Records from a dataset:
━━━━━━━━━━━━━━━━━━━━
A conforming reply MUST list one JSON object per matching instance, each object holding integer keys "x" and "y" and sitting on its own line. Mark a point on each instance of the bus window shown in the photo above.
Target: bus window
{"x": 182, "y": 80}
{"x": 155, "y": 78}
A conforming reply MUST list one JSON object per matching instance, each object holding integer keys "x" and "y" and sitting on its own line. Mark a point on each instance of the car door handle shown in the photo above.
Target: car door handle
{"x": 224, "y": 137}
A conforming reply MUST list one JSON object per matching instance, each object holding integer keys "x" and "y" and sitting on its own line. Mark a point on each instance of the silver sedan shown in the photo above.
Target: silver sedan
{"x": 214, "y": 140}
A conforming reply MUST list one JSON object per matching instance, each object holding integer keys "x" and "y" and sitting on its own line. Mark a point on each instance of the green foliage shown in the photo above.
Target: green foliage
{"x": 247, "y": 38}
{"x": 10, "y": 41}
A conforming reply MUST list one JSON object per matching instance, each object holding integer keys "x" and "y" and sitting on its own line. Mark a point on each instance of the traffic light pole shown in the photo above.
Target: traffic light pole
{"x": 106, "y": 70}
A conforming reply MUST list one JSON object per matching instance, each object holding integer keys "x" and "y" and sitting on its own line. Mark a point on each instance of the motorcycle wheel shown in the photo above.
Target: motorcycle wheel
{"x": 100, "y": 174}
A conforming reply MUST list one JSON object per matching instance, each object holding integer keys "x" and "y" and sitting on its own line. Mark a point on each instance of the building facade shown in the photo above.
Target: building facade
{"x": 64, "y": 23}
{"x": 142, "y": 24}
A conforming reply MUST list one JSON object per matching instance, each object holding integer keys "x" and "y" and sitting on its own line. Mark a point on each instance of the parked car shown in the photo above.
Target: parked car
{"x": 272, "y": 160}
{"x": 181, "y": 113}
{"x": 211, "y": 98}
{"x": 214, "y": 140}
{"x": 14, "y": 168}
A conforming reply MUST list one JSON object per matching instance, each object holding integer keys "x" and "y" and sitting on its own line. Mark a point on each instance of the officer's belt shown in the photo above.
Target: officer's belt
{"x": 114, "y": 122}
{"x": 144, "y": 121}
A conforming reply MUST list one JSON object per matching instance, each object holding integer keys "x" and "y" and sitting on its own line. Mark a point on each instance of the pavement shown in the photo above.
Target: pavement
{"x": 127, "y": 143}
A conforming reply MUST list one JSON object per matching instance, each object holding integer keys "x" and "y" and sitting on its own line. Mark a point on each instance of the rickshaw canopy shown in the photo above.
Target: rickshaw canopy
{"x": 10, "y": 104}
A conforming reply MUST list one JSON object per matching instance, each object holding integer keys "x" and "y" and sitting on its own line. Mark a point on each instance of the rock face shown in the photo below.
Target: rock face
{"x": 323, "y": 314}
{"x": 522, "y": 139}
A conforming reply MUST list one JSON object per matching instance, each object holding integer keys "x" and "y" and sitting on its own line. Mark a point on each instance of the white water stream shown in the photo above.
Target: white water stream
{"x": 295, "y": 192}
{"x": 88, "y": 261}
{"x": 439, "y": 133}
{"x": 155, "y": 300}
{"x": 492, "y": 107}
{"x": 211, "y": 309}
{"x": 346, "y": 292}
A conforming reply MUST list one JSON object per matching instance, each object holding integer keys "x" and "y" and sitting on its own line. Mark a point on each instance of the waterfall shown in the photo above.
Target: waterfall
━━━━━━━━━━━━━━━━━━━━
### DO THIS:
Can you reproduce every one of the lines above verbatim, with nothing changed?

### SOLUTION:
A conforming reply MUST list one JSON object per matching instance, each object holding integer keys "x" and "y" and sitting on its own line. Mark a point on each instance of the bus window shown in the photo above.
Target: bus window
{"x": 182, "y": 80}
{"x": 155, "y": 78}
A conforming reply MUST list one JSON object per matching instance, each object holding integer keys "x" and "y" and sitting on its own line. Mark a point on each instance of the car door handle shown in the photo above.
Target: car door handle
{"x": 224, "y": 137}
A conforming reply MUST list one JSON object per matching instance, each object holding integer keys "x" and "y" and sitting on its own line. Mark a point on each instance of the silver sedan shown in the photo above.
Target: silver sedan
{"x": 214, "y": 140}
A conforming reply MUST list one JSON object per matching instance, each object holding integer keys "x" and "y" and sitting on its own line. Mark a point on each instance of the green foliage shown in the photo above.
Target: green foliage
{"x": 247, "y": 38}
{"x": 10, "y": 41}
A conforming reply MUST list one JSON object per matching instance, each object holding integer keys "x" and "y" and sitting on its own line. Mark a point on each instance of the traffic light pole shown in the photo above.
Target: traffic light pole
{"x": 106, "y": 70}
A conforming reply MUST list one JSON object per matching instance, each object holding integer keys "x" and "y" and sitting on its own line. Mark a point on each instance of the motorcycle wheel shown in the photo above.
Target: motorcycle wheel
{"x": 100, "y": 174}
A conforming reply MUST list one JSON object per matching instance, each object holding integer keys "x" and "y" and sitting on its own line. Mark a point on each instance of the building facade shown in the photo above.
Target: building facade
{"x": 64, "y": 23}
{"x": 142, "y": 24}
A conforming reply MUST list one JSON object per matching instance, each object holding integer keys "x" and "y" and sitting on its own line. Mark a point on each instance of the parked car shown in the photo above.
Target: parked car
{"x": 272, "y": 160}
{"x": 181, "y": 113}
{"x": 211, "y": 98}
{"x": 214, "y": 140}
{"x": 14, "y": 168}
A conforming reply MUST list one JSON object per matching instance, each object holding integer keys "x" and "y" and sitting on its own line. Mark a point on each instance of the officer's belt shown in the photo above.
Target: officer's belt
{"x": 114, "y": 122}
{"x": 144, "y": 121}
A conforming reply MUST list one JSON object per matching instance, each object holding integer keys "x" and "y" and sitting on its own line. Mark a point on each instance of the pavement shown in the photo above.
Target: pavement
{"x": 127, "y": 143}
A conforming reply MUST list one JSON object per matching instance, each object holding integer keys "x" and "y" and sitting on its own line. Mark a point on each instance of the rickshaw canopy shown in the photo above.
Target: rickshaw canopy
{"x": 10, "y": 104}
A conforming reply MUST list one JSON object per matching instance, each object holding integer keys "x" and "y" and sitting on its own line. Mark a point on each instance of the rock face shown in the photo below.
Target: rock face
{"x": 323, "y": 314}
{"x": 522, "y": 139}
A conforming reply MUST list one JSON object per matching instance, each object holding integer keys "x" and "y" and sitting on its own line. Mark a point on each instance of the white water stream shown in the photo above.
Target: white water stream
{"x": 295, "y": 192}
{"x": 88, "y": 261}
{"x": 439, "y": 133}
{"x": 155, "y": 300}
{"x": 492, "y": 107}
{"x": 211, "y": 309}
{"x": 346, "y": 292}
A conforming reply MUST list one JSON object per matching instance, each object holding integer keys "x" and "y" and sitting on its own line. Mark a point on each instance of the waterfall shown in the photo above.
Target: waterfall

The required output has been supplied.